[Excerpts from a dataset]

▬▬▬▬▬▬

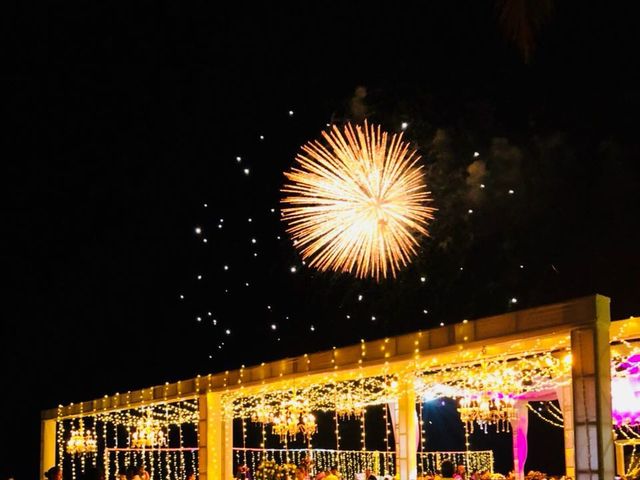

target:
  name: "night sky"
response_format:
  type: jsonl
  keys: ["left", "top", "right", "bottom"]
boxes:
{"left": 4, "top": 1, "right": 640, "bottom": 478}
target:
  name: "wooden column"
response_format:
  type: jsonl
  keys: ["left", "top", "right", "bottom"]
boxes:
{"left": 40, "top": 418, "right": 57, "bottom": 478}
{"left": 570, "top": 296, "right": 614, "bottom": 480}
{"left": 198, "top": 392, "right": 233, "bottom": 480}
{"left": 615, "top": 442, "right": 626, "bottom": 477}
{"left": 557, "top": 384, "right": 576, "bottom": 478}
{"left": 395, "top": 381, "right": 418, "bottom": 480}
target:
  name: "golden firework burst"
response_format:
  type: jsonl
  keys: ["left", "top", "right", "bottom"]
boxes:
{"left": 281, "top": 122, "right": 435, "bottom": 280}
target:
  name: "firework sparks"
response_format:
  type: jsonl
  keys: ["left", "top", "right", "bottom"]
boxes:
{"left": 281, "top": 122, "right": 435, "bottom": 280}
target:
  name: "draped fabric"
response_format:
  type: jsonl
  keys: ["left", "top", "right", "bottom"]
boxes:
{"left": 387, "top": 402, "right": 420, "bottom": 450}
{"left": 510, "top": 400, "right": 529, "bottom": 480}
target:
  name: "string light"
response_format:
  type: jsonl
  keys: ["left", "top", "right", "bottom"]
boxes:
{"left": 52, "top": 323, "right": 639, "bottom": 479}
{"left": 383, "top": 404, "right": 392, "bottom": 476}
{"left": 419, "top": 403, "right": 426, "bottom": 474}
{"left": 56, "top": 406, "right": 64, "bottom": 475}
{"left": 527, "top": 402, "right": 564, "bottom": 428}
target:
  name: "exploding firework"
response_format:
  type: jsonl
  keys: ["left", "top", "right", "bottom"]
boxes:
{"left": 281, "top": 122, "right": 435, "bottom": 280}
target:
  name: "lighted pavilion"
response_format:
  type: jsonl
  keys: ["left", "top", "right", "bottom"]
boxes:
{"left": 41, "top": 295, "right": 640, "bottom": 480}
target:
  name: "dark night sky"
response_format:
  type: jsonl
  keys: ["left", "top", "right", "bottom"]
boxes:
{"left": 4, "top": 1, "right": 640, "bottom": 478}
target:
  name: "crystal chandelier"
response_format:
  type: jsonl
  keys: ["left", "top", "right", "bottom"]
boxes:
{"left": 458, "top": 393, "right": 516, "bottom": 433}
{"left": 298, "top": 412, "right": 317, "bottom": 441}
{"left": 335, "top": 391, "right": 365, "bottom": 420}
{"left": 271, "top": 409, "right": 298, "bottom": 442}
{"left": 271, "top": 397, "right": 316, "bottom": 442}
{"left": 130, "top": 411, "right": 167, "bottom": 448}
{"left": 66, "top": 427, "right": 98, "bottom": 455}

▬▬▬▬▬▬

Exercise:
What number of lines in the records hold "name"? Reply with that number alone.

Output:
10